EXERCISE DESCRIPTION - Pick out every line in the data below that contains the string "pole", matching case exactly, and copy each one.

MATERIAL SHOWN -

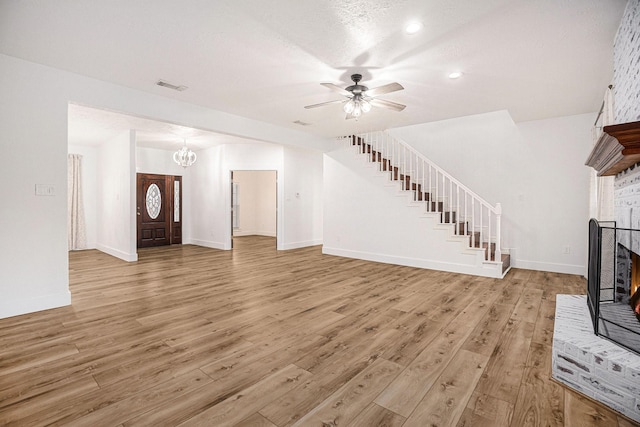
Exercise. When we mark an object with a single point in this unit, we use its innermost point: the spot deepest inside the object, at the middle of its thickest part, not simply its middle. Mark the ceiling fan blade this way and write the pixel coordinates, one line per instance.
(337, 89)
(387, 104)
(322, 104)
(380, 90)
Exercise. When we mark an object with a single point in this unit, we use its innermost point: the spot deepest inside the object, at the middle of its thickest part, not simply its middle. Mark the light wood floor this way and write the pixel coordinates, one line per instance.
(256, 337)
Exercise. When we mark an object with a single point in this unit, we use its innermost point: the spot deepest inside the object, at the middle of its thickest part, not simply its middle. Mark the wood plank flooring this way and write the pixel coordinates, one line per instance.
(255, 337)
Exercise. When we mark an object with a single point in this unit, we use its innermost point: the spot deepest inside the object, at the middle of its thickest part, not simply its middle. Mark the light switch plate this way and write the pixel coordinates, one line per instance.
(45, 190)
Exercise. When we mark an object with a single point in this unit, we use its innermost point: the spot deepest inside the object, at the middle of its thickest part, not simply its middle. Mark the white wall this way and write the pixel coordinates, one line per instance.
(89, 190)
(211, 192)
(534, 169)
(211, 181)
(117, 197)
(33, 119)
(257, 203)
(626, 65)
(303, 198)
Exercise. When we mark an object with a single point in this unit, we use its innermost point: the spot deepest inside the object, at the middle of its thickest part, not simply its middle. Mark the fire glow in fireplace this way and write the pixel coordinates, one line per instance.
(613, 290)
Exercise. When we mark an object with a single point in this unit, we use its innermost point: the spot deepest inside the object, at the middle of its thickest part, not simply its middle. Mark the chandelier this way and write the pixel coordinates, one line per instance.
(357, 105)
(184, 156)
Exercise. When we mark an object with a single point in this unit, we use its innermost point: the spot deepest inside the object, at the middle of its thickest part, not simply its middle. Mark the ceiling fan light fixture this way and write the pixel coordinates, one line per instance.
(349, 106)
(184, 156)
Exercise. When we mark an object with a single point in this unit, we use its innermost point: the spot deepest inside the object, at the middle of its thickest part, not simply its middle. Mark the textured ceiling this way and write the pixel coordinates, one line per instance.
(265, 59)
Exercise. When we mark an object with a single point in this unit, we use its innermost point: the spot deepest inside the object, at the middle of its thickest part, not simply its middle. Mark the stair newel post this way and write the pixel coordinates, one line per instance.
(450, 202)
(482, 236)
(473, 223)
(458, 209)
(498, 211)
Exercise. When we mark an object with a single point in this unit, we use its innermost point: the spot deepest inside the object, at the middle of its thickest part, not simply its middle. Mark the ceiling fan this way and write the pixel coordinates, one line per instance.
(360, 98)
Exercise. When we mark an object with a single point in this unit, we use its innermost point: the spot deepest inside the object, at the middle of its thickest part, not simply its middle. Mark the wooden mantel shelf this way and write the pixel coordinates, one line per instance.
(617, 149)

...

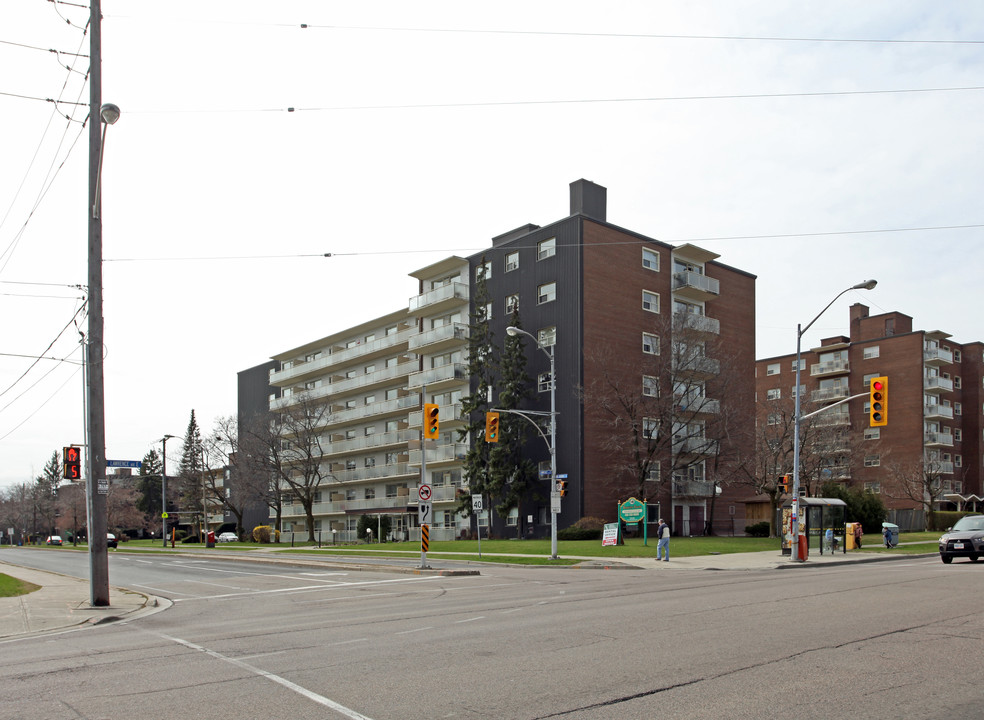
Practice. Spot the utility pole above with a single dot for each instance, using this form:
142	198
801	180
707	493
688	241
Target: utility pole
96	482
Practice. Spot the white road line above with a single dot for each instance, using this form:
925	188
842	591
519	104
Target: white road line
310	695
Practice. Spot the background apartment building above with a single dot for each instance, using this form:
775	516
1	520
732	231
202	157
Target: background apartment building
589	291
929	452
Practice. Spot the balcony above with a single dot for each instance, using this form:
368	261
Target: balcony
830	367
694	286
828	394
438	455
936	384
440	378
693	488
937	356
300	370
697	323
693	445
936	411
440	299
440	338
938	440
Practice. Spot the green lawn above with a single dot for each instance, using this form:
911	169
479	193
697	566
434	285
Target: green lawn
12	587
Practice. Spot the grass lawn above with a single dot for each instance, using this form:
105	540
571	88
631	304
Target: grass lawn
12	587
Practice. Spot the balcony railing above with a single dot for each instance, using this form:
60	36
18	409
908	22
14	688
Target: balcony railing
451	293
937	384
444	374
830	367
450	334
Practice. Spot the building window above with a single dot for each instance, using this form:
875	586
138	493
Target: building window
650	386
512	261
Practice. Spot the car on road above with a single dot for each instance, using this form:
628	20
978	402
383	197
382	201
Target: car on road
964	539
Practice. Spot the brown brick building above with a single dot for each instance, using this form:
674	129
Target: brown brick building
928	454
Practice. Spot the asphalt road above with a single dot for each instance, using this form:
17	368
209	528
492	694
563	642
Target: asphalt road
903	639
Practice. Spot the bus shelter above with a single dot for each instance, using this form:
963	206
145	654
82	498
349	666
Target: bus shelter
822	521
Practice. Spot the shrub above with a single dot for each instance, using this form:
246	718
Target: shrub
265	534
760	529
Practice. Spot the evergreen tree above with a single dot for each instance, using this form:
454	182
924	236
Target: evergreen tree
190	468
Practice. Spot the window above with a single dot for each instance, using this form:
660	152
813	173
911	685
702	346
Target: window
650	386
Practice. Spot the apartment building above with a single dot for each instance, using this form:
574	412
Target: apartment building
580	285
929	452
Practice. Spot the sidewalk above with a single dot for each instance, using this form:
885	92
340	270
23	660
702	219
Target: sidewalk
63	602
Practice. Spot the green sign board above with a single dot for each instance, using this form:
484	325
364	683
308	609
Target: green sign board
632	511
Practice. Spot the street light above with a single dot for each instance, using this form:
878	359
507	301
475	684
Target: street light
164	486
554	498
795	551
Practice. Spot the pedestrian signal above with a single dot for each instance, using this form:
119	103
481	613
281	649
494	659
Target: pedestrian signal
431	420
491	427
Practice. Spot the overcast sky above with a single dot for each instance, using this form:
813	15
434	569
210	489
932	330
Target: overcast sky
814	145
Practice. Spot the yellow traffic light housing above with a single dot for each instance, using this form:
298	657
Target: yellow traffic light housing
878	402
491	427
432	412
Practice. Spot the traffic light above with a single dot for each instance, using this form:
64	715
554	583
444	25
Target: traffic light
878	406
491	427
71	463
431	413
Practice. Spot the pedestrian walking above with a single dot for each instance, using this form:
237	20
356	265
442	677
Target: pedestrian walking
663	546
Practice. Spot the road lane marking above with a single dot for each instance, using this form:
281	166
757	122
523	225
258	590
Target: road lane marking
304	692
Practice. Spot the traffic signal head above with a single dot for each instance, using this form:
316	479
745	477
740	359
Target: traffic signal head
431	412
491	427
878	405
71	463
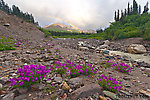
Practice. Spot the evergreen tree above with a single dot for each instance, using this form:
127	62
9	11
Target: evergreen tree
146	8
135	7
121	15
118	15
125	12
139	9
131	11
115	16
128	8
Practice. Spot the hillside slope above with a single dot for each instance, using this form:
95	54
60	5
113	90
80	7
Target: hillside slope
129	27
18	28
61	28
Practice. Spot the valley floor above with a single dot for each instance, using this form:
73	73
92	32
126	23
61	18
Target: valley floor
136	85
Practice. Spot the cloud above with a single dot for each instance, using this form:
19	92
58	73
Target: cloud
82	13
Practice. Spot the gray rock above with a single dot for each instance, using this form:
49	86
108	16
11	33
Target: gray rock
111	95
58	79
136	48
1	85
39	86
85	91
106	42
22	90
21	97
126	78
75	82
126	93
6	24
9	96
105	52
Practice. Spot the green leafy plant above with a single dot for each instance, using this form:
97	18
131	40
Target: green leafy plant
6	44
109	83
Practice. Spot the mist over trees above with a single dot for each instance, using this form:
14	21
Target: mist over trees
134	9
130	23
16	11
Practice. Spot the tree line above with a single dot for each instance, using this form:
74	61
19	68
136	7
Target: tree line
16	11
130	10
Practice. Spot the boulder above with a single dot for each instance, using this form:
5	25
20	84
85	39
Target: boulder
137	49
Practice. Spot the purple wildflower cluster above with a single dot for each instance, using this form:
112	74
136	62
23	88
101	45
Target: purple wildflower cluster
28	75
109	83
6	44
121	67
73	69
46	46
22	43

TASK RESPONSE -
Practice. Spot the utility pole above with a single dot for each instance, using this form:
Target: utility pole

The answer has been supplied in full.